[Work required]
From the line containing "# point at: night" through the last line of the entries, output the text exactly. Pictures stay out.

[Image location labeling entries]

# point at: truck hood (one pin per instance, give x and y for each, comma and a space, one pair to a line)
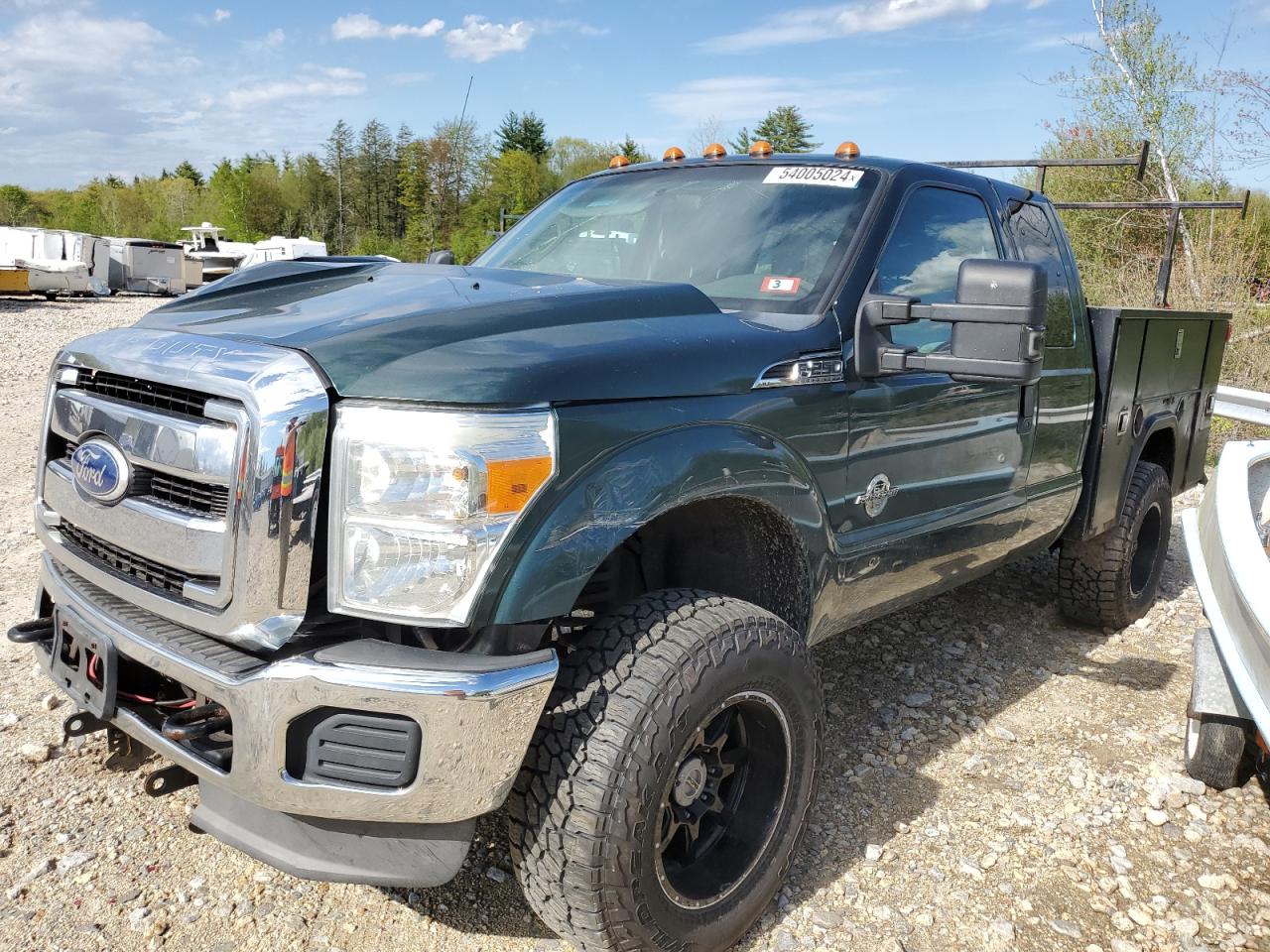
483, 335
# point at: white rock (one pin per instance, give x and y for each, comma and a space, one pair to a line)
1187, 928
35, 753
72, 861
1003, 928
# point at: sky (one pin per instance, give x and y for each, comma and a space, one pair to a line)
134, 86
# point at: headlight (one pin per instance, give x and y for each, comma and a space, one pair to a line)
422, 502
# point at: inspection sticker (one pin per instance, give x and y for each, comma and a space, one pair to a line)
774, 285
813, 176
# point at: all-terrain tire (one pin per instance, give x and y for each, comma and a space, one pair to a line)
1111, 580
587, 806
1214, 751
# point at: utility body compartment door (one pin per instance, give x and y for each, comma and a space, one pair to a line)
1157, 371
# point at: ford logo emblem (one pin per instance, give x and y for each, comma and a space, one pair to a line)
100, 470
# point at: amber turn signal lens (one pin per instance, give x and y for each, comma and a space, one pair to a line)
512, 483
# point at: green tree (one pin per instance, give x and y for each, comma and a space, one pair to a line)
1137, 82
17, 206
572, 158
417, 197
185, 171
524, 134
634, 151
785, 128
376, 173
339, 164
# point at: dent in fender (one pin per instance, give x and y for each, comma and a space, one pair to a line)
612, 499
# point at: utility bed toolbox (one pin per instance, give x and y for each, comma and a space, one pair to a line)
1157, 375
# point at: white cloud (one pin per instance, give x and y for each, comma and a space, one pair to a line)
312, 84
747, 98
479, 40
273, 40
408, 79
808, 24
580, 28
359, 26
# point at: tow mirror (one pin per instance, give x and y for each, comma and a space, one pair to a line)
998, 326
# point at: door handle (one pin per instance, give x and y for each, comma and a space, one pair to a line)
1028, 409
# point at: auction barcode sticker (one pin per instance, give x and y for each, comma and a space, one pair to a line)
775, 285
813, 176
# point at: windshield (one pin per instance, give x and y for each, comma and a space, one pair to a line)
762, 238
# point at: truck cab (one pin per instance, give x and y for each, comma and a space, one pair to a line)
367, 548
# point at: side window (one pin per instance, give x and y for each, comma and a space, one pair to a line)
938, 229
1038, 243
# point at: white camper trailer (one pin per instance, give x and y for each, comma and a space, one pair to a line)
278, 249
217, 255
58, 262
148, 267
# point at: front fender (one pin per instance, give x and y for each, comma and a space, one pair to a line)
611, 499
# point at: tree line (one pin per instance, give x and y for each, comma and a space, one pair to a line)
368, 190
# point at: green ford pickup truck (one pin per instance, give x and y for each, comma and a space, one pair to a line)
367, 549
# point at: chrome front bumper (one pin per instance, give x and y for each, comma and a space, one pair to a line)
476, 714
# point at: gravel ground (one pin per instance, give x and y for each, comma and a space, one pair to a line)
994, 779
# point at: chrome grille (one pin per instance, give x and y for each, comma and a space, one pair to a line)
189, 495
208, 536
176, 492
130, 390
121, 561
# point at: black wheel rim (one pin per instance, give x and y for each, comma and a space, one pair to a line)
721, 802
1146, 551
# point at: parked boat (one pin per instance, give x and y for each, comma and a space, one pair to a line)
218, 255
278, 249
56, 262
148, 267
1228, 715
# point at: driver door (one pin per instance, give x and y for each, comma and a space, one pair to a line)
937, 468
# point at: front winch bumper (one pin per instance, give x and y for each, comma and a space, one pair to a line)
468, 716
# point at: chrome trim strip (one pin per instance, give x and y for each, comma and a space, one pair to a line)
154, 532
476, 726
1230, 566
172, 444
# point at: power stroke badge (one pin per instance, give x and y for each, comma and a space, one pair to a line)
100, 470
874, 498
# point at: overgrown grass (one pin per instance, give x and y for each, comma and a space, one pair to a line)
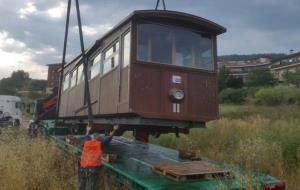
263, 139
257, 138
38, 164
33, 164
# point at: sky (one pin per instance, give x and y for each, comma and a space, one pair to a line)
32, 31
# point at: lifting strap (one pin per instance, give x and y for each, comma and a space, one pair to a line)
157, 4
87, 96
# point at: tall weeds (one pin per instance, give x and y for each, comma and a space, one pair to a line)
258, 139
33, 164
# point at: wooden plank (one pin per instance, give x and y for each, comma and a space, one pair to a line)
190, 170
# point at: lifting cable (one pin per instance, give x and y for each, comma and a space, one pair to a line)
157, 4
87, 96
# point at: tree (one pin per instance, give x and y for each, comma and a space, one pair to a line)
223, 77
260, 77
292, 77
234, 82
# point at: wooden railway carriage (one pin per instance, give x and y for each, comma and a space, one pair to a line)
155, 69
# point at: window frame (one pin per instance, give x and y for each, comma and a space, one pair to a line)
71, 76
212, 43
65, 76
128, 31
111, 45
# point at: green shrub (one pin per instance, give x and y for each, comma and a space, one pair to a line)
235, 96
297, 97
277, 95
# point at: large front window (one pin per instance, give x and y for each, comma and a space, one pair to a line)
174, 45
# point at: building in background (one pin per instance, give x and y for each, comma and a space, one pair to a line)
287, 63
242, 68
53, 77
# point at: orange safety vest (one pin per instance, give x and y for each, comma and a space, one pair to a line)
91, 153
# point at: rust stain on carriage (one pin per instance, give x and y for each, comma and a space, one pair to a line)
142, 88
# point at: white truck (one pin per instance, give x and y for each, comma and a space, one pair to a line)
10, 110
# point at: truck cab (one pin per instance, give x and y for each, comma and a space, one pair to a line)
10, 110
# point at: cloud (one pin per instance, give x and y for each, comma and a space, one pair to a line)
58, 11
15, 55
29, 8
34, 29
91, 30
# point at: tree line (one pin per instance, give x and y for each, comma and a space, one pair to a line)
19, 82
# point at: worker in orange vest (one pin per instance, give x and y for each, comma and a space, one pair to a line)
90, 163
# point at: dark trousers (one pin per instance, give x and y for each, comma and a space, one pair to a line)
88, 177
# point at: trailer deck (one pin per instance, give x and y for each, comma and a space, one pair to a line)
135, 162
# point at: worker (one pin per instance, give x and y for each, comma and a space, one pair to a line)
90, 163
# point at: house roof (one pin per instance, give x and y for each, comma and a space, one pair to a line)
287, 57
245, 63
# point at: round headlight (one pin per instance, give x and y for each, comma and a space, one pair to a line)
176, 95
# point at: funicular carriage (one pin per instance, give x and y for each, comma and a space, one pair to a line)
155, 72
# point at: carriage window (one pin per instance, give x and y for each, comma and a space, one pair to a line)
67, 82
73, 78
111, 58
95, 67
126, 49
80, 74
174, 45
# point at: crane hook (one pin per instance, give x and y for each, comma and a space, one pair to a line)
157, 4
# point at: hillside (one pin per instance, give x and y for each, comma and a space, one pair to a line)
20, 84
236, 57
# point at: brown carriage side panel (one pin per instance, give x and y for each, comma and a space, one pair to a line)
94, 85
146, 89
202, 95
169, 84
152, 82
123, 106
109, 92
78, 100
63, 104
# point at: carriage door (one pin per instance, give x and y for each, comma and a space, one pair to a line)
124, 74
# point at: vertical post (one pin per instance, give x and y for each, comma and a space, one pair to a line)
63, 57
85, 62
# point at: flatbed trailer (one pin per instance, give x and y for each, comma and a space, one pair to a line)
134, 165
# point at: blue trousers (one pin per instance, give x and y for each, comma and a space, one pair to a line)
88, 177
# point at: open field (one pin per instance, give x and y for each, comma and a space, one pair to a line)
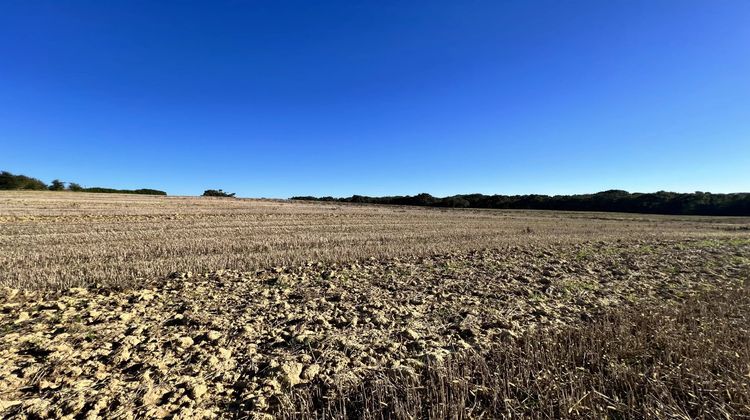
59, 240
128, 306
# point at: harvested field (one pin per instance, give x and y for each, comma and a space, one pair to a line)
200, 308
59, 240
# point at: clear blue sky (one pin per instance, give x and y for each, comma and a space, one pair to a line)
281, 98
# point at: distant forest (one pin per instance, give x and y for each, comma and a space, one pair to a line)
662, 202
8, 181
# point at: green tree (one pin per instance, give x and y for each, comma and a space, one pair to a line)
57, 185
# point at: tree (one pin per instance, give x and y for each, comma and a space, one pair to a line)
8, 181
217, 193
57, 185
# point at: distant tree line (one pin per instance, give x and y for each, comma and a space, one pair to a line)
662, 202
9, 181
217, 193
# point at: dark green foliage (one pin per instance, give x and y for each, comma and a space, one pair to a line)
57, 185
662, 202
144, 191
217, 193
8, 181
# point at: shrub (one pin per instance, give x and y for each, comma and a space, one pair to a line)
217, 193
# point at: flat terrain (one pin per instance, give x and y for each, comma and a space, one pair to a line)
130, 306
59, 240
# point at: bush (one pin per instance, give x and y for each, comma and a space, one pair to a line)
57, 185
217, 193
8, 181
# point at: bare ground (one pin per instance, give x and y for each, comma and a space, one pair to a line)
265, 342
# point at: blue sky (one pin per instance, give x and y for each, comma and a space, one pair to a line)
282, 98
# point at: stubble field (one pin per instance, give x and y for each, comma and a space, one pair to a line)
135, 306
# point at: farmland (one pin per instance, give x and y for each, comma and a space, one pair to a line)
116, 305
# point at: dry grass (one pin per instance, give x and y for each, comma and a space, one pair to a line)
58, 240
685, 360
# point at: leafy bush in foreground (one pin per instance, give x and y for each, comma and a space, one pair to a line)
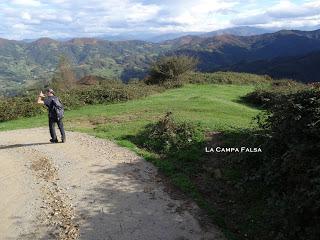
180, 143
290, 166
17, 107
167, 135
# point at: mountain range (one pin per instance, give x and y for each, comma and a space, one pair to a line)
286, 53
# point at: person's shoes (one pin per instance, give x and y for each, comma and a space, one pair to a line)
54, 140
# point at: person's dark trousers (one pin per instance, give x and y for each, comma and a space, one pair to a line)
52, 129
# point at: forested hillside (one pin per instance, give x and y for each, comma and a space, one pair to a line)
25, 63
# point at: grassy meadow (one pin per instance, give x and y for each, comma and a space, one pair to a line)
214, 107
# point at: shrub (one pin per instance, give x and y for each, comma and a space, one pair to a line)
167, 135
226, 78
268, 96
26, 106
170, 69
180, 143
290, 166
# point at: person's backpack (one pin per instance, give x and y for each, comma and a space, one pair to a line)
57, 109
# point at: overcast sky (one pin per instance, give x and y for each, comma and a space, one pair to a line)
22, 19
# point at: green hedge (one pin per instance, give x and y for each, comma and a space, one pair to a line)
26, 106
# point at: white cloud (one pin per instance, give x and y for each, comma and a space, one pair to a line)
285, 14
72, 18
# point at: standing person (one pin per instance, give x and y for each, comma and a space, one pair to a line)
56, 111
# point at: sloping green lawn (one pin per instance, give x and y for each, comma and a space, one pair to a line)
215, 107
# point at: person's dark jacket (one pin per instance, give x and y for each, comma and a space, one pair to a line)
55, 107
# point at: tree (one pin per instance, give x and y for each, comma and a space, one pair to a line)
63, 77
170, 69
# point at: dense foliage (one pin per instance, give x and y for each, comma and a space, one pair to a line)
16, 107
281, 54
288, 169
180, 143
291, 167
268, 96
170, 69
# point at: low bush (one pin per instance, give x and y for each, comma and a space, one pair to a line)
267, 96
226, 78
289, 167
177, 142
26, 106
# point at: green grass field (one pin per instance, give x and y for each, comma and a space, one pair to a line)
215, 107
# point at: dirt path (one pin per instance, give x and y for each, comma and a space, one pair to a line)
89, 189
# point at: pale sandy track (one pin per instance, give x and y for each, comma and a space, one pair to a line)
88, 189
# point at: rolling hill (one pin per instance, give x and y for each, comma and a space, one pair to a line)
23, 63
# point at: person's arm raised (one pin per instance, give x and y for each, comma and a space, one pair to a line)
40, 98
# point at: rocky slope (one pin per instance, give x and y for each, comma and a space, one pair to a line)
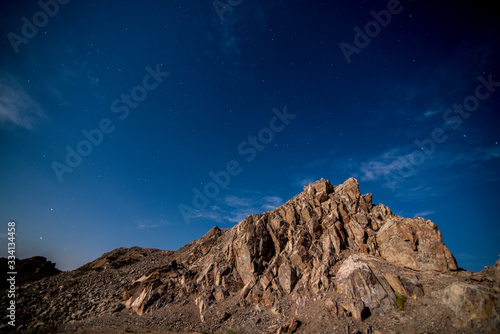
328, 260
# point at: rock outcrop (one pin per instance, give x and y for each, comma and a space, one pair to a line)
329, 252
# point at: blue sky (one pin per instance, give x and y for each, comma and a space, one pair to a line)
154, 99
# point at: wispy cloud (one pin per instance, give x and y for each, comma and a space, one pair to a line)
383, 164
17, 108
424, 214
149, 224
233, 209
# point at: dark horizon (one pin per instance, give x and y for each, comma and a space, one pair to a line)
147, 124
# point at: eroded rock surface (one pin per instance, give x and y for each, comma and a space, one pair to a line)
327, 256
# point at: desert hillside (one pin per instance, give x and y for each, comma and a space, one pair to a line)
327, 261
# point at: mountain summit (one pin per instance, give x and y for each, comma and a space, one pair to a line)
328, 260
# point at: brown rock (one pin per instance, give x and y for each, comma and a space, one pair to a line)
472, 302
356, 280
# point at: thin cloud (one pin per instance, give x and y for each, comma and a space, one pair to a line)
233, 209
17, 108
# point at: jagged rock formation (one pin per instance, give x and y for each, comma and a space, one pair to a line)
294, 249
328, 257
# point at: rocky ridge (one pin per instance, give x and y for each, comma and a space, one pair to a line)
327, 260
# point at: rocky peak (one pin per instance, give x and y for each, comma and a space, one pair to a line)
327, 256
295, 249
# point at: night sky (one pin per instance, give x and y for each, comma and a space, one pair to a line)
146, 123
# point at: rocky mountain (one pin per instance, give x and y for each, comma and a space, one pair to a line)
327, 261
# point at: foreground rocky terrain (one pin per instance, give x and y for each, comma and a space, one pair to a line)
327, 261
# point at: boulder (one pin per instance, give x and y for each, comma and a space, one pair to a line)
471, 302
414, 243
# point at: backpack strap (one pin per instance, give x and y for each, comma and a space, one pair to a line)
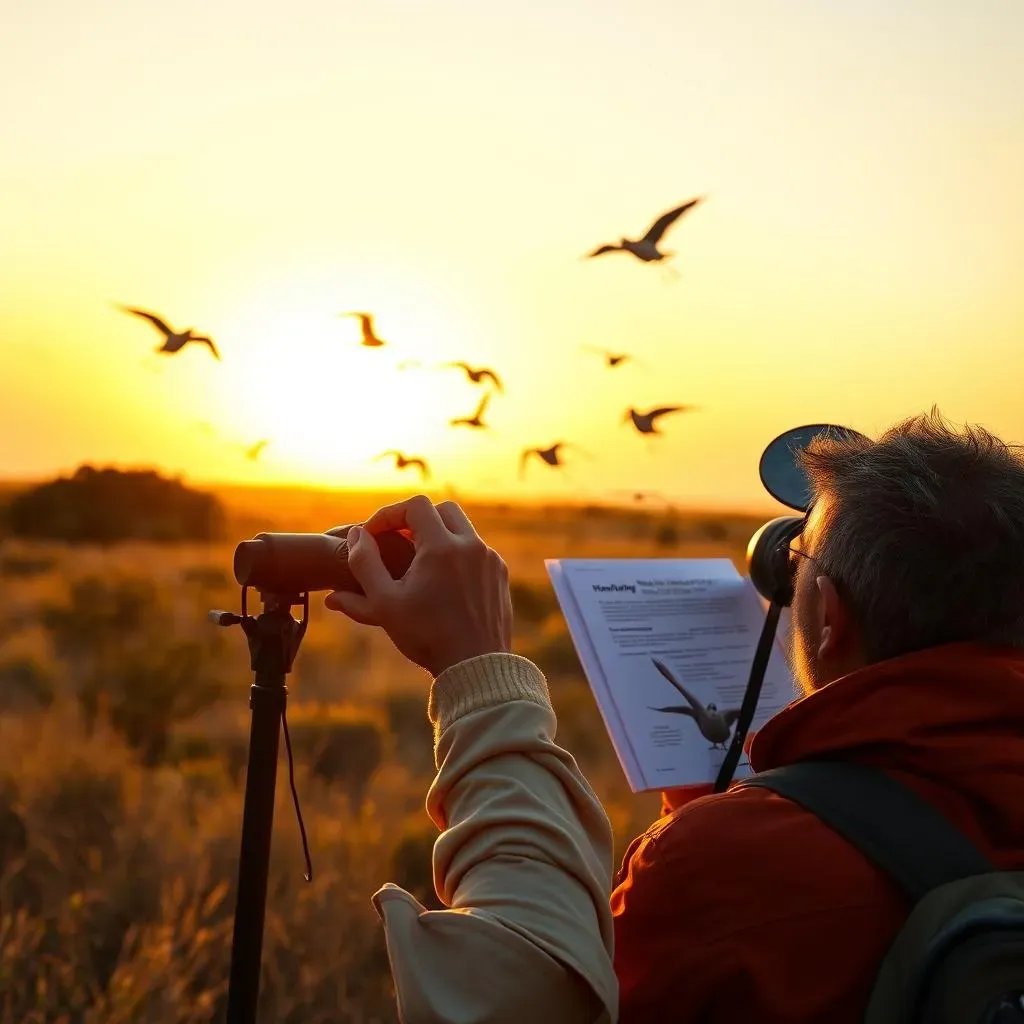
894, 827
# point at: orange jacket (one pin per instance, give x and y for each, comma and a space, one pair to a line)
743, 906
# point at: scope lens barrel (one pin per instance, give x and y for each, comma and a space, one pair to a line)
300, 563
292, 563
768, 560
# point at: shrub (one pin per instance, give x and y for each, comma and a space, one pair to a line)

[Answer for this exercise]
# point at: night sky (one pin per instance, give x and y for each, comma and a space, one pair to a line)
146, 123
# point at: rocky mountain (one pin per instance, give x and y for each, comma and a space, one pair to a line)
327, 261
# point at: foreground rocky terrain (one pin per instance, give x and y for each, comma and a space, one pair to a line)
327, 261
# point at: boulder (one pin per instance, give x and y for each, comma and a space, one pair to a line)
471, 302
414, 243
# point at: backpack strap (one pin per instance, give x and y for each, comma and a space, one pair to a line)
894, 827
# point at: orange jacket (one pin per instance, give x and y for each, comma and a space, one pair to a line)
743, 906
# point at: scope lens barrel (one pin per instance, give x and y for each, comma and a space, one pair to a line)
300, 563
292, 563
768, 560
# point at: shrub (one pin per instance, give x and y for each, comma and a space, one pair to a line)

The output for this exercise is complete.